Quoted passage.

EU to Allow All Vaccinated Tourists by June

EU to Allow All Vaccinated Tourists by June

The past two years were challenging for everyone, especially the hard-hit travel industry. For weeks, news about the EU finally reopening for international tourists has been circulating, the EU council took it a step further and officially submitted a formal proposal to Member States.

The proposal, which was suggested to have majority support from the EU nations, essentially advised that vaccinated travellers from third-party nations should be permitted to enter EU countries for non-essential reasons like tourism, starting this summer.

The Commission proposes to allow entry to the EU for non-essential reasons not only for all persons coming from countries with a good epidemiological situation but also for all people who have received the last recommended dose of an EU-authorised vaccine.

Press release from the European Commission

EU acknowledges jabs from Pfizer, Moderna, AstraZeneca, and Johnson & Johnson.

The roll-out of COVID-19 vaccination campaigns in third countries, and the subsequent positive effect in limiting the spread of the virus, indicates that there is room to ease travel restrictions, particularly for those already vaccinated.

EU official document

If approved, non-essential travel for vaccinated passengers from most countries worldwide could re-start in a matter of weeks. Some EU members like Croatia and Greece, have already taken matters into their own hands by allowing vaccinated tourists from third-party countries to enter their territories.

Despite the outcome of the EU Commission’s proposal, France and Spain have also announced their intentions to allow foreign tourists as early as June.

Follow Science

The EU recognizes the latest scientific data that suggests vaccinated passengers are in fact a lower risk at spreading the virus. Based on this data, lifting of non-essential travel restrictions is the next logical step.

Scientific advice and empirical evidence on the effects of vaccination are becoming increasingly available and consistently conclusive on the fact that vaccination helps in breaking the transmission chain.

Provided information.
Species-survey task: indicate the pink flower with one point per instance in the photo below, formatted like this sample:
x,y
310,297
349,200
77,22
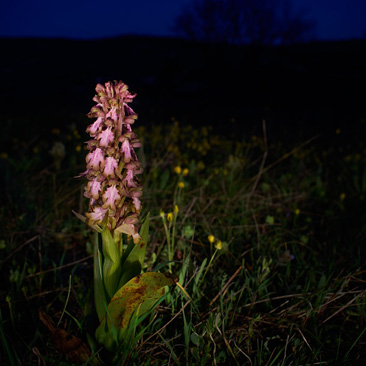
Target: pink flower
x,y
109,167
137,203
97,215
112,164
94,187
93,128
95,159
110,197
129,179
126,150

Assignment.
Rewrite the part of the EU travel article that opens with the words "If approved, non-essential" and closes with "early as June.", changing "passengers" to "travelers".

Result of this exercise.
If approved, non-essential travel for vaccinated travelers from most countries worldwide could re-start in a matter of weeks. Some EU members like Croatia and Greece, have already taken matters into their own hands by allowing vaccinated tourists from third-party countries to enter their territories.

Despite the outcome of the EU Commission’s proposal, France and Spain have also announced their intentions to allow foreign tourists as early as June.